OBJECTIVE:
Quote the whole listing word for word, please.

EXTRACTED ENTRIES:

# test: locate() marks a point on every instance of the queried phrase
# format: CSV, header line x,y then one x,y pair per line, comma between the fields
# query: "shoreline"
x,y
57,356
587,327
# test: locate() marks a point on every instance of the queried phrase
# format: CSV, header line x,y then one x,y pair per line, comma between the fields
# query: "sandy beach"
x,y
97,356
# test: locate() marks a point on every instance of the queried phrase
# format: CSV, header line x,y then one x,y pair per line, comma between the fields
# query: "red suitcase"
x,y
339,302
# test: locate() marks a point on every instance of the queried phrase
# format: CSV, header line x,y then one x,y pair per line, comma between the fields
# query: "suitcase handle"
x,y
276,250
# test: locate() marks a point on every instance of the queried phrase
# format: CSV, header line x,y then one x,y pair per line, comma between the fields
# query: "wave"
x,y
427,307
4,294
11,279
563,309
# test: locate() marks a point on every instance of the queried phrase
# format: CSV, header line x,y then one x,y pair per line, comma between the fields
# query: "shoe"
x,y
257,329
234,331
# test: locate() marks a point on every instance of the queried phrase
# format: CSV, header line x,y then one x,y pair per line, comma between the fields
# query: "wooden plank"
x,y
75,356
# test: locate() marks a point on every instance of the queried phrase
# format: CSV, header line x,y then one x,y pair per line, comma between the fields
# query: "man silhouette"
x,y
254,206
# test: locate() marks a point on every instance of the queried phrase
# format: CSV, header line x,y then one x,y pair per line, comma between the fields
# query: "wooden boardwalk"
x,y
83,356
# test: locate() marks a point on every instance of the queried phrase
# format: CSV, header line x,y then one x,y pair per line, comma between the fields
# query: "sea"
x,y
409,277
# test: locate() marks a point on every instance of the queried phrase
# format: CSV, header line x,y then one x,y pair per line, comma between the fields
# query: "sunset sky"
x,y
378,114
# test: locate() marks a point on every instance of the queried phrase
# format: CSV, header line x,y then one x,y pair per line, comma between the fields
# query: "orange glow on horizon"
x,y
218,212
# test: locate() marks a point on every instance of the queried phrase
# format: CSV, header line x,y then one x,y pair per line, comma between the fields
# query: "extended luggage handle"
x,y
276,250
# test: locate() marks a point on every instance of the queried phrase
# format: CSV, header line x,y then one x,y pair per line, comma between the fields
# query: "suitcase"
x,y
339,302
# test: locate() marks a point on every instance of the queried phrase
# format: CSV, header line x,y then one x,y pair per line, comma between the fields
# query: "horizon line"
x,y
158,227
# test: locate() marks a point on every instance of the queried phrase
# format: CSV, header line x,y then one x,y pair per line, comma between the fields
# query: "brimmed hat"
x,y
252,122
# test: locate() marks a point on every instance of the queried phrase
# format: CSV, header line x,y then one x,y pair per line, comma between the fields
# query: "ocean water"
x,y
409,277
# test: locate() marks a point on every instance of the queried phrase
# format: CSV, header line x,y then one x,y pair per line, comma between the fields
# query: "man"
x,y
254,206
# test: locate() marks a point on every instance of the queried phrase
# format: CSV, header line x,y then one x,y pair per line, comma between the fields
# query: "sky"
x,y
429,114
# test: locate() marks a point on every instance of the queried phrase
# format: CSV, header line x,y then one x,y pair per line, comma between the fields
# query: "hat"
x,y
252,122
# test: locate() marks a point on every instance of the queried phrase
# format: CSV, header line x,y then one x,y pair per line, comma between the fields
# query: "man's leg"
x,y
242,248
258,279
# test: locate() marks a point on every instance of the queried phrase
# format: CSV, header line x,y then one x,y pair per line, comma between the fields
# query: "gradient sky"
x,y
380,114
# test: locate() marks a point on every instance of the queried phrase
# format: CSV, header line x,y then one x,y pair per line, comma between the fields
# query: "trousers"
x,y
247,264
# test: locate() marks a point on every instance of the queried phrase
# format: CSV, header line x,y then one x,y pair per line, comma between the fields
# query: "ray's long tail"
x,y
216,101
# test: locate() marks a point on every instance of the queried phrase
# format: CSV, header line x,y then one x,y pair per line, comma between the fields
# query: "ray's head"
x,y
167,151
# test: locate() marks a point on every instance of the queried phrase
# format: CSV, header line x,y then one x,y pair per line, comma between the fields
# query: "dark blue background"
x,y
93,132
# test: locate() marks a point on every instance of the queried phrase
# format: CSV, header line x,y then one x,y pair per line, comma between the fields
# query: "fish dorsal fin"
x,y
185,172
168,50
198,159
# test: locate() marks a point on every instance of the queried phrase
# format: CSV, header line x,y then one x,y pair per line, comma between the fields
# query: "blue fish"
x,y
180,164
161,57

RESPONSE TO THIS EXERCISE:
# test: locate() marks a point on every instance of the queried phrase
# format: CSV, header line x,y then one x,y pair per line, comma between the fields
# query: "shoreline"
x,y
57,356
587,327
# test: locate() marks a point on every instance of the queried phrase
# format: CSV, header line x,y then one x,y pair per line, comma between the fields
# query: "sandy beach"
x,y
97,356
# test: locate() marks a point on every instance of the queried phrase
# format: CSV, header line x,y then one x,y pair per line, comma between the fields
# query: "red suitcase"
x,y
339,302
# test: locate() marks a point on every instance of the queried phrase
# format: CSV, header line x,y then one x,y pair per line, comma between the fields
# query: "suitcase handle"
x,y
276,250
# test: locate() marks a point on every instance of the queried phrase
# format: CSV, header line x,y then one x,y pair per line, comma between the fields
# query: "wave"
x,y
427,307
4,294
11,279
563,309
# test: locate() marks a point on every instance of the queried phrase
# format: CSV, header line x,y then one x,y pair per line, comma between the fields
# query: "shoe"
x,y
257,329
234,331
# test: locate() marks a point on every instance of the queried phrase
# format: CSV, header line x,y then one x,y pair per line, comma between the fields
# query: "wooden plank"
x,y
75,356
# test: locate() marks a point on every instance of the queried phrase
# format: CSV, header line x,y then one x,y pair per line, comma between the fields
# query: "man silhouette"
x,y
254,206
# test: locate() marks a point on every instance of the queried phrase
# format: CSV, header line x,y then one x,y pair per line, comma between the fields
# query: "wooden boardwalk"
x,y
83,356
# test: locate() marks a point on every instance of the queried phrase
# format: CSV, header line x,y then one x,y pair per line, comma between the fields
# query: "sea"
x,y
409,277
# test: locate() marks a point on every instance of the queried phrase
# format: CSV, header line x,y then one x,y pair per line, comma between the fields
# query: "sunset sky"
x,y
378,114
# test: locate() marks a point on every instance of the queried phrase
# format: CSV, header line x,y then one x,y pair per line, comma between the fields
# query: "orange glow on horizon"
x,y
218,212
# test: locate() marks a point on every instance of the queried phrase
# format: CSV, header line x,y then one x,y pair per line, comma between the fields
# query: "extended luggage handle"
x,y
276,250
# test: locate() marks a point on every instance of the queried phrase
# format: CSV, header line x,y then one x,y pair per line, comma between the fields
# query: "suitcase"
x,y
339,302
# test: locate() marks a point on every instance of the queried phrase
# format: CSV, header line x,y then one x,y pair per line, comma between the fields
# query: "horizon line"
x,y
158,227
# test: locate() marks a point on every instance of the queried phrase
# format: CSV, header line x,y then one x,y pair per line, comma between the fields
# query: "brimmed hat"
x,y
252,122
# test: locate() marks a point on every instance of the queried phrase
# format: CSV, header line x,y then one x,y pair per line, comma between the fields
# query: "ocean water"
x,y
409,277
# test: locate() marks a point on every instance of the queried phrase
# format: CSV, header line x,y then one x,y pair per line, comma between the fields
# query: "man"
x,y
254,206
# test: locate() marks a point on every instance of the queried phrase
# format: CSV, header line x,y then one x,y pair per line, comma between the fields
# query: "sky"
x,y
429,114
# test: locate() marks a point on every instance of the queried phrase
# format: CSV, header line x,y then one x,y pair per line, comma between the fields
# query: "hat"
x,y
252,122
# test: locate() marks a point on every instance of the queried phrase
# format: CSV, header line x,y then one x,y pair per line, comma between the fields
# query: "man's leg"
x,y
242,248
258,279
# test: locate() marks a point on every instance of the queried phrase
# format: CSV, header line x,y then one x,y pair per line, comma between the fields
# query: "gradient sky"
x,y
380,114
# test: locate() marks a point on every instance of the queried phrase
# format: CSV, header line x,y then one x,y pair per line, comma between the fields
# query: "trousers"
x,y
247,264
# test: locate() marks a point on every instance of the queried phrase
# format: CSV, header line x,y then one x,y pair per line, comma between the fields
# query: "ray's long tail"
x,y
216,101
# test: locate() marks a point on every instance of the queried phrase
# format: CSV, header line x,y then one x,y pair per line, comma between the fields
# query: "ray's head"
x,y
167,151
# test: locate() marks a point on every instance of the queried phrase
# format: CSV, header line x,y then one x,y pair per line, comma between the fields
# query: "dark blue background"
x,y
93,132
# test: locate() marks a point on every instance of the queried phrase
# format: CSV, header line x,y then one x,y pair per line, comma between the fields
# query: "fish dorsal fin"
x,y
185,172
168,50
198,159
# test: locate() marks a point on every instance of the queried phrase
# format: CSV, header line x,y then one x,y pair per line, comma between the fields
# query: "blue fish"
x,y
180,164
161,57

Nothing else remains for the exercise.